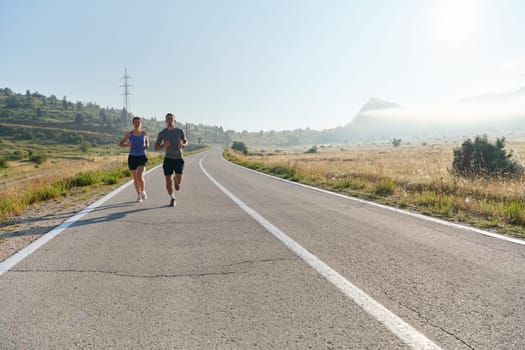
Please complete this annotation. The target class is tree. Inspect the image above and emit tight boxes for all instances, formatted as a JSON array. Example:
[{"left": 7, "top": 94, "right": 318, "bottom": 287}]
[
  {"left": 452, "top": 135, "right": 523, "bottom": 177},
  {"left": 75, "top": 113, "right": 84, "bottom": 133}
]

▸ STATED GOAL
Rewrite the records with "tree" replaced by "shrub" and all other text unchanged. Leave the pictures out.

▸ SOLUTION TO THE EXERCISE
Please complete this annotation. The target class is shrub. Inspect the image above and emit tight boxes for all instances, formatted as a JSON array. Example:
[{"left": 7, "top": 94, "right": 318, "bottom": 287}]
[
  {"left": 452, "top": 135, "right": 523, "bottom": 177},
  {"left": 75, "top": 113, "right": 84, "bottom": 133}
]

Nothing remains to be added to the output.